WHAT TO WORK ON. Swap "green sign" for "green placard" in the stretch from the line containing "Pin every instance of the green sign." through the end of the material, and give back only that stretch with everything else unchanged.

>> start RECORDED DATA

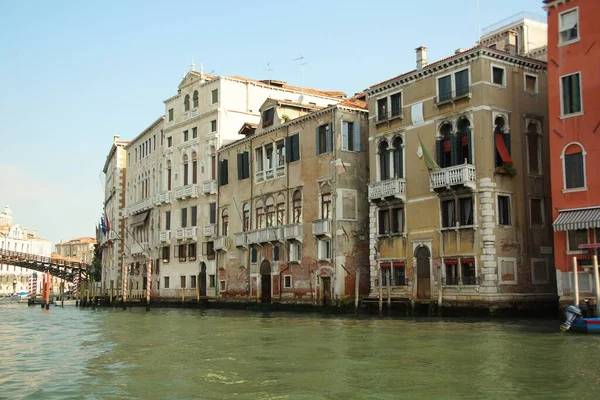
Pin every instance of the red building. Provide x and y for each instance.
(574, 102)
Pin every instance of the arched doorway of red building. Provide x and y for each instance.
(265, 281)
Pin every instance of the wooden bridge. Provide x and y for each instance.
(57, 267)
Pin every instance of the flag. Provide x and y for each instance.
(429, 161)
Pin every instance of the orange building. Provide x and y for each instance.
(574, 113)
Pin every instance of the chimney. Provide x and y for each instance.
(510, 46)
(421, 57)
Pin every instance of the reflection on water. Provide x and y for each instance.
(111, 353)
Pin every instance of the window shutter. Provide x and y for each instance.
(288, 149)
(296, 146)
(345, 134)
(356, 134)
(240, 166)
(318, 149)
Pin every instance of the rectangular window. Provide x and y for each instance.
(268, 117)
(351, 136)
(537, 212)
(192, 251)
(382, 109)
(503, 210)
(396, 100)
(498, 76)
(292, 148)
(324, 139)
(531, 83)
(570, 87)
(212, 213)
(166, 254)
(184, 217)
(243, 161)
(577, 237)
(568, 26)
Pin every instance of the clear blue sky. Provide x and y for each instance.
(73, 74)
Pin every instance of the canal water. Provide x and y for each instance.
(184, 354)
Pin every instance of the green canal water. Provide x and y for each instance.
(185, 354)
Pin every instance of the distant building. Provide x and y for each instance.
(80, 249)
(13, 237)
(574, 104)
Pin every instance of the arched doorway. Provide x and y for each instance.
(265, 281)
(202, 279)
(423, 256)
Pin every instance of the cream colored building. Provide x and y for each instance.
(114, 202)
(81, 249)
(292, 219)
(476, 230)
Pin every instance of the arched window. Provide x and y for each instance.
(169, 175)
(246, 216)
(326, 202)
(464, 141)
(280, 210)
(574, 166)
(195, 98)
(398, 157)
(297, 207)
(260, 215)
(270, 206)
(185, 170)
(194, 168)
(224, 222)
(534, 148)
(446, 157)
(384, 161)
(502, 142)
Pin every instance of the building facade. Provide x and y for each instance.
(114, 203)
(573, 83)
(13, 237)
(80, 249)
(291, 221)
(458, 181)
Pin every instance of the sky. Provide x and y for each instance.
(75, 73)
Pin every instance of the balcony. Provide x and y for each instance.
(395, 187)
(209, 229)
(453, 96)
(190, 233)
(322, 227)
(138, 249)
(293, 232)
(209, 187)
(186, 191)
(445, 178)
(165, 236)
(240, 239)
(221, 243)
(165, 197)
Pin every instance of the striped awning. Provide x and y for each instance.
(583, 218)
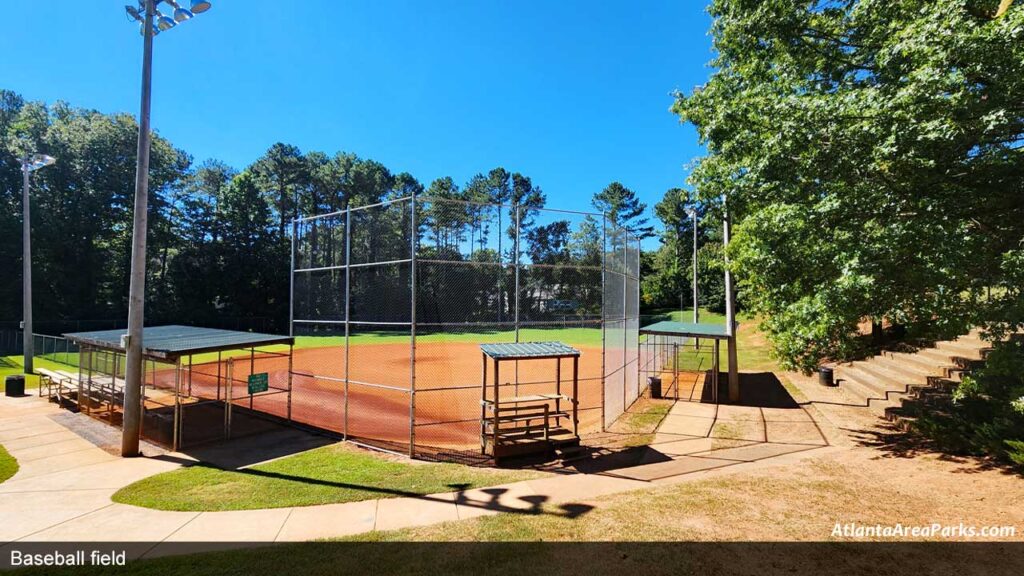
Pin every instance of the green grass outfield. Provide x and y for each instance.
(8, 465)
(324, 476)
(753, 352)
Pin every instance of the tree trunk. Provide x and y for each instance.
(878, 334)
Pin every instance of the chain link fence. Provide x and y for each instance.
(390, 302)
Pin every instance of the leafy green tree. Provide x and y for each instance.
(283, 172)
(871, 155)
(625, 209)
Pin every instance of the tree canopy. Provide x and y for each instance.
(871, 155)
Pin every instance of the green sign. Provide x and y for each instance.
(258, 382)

>> end RECORDED DATA

REPLY.
Pin every instance of the green placard. Provide x and y for each instance.
(258, 382)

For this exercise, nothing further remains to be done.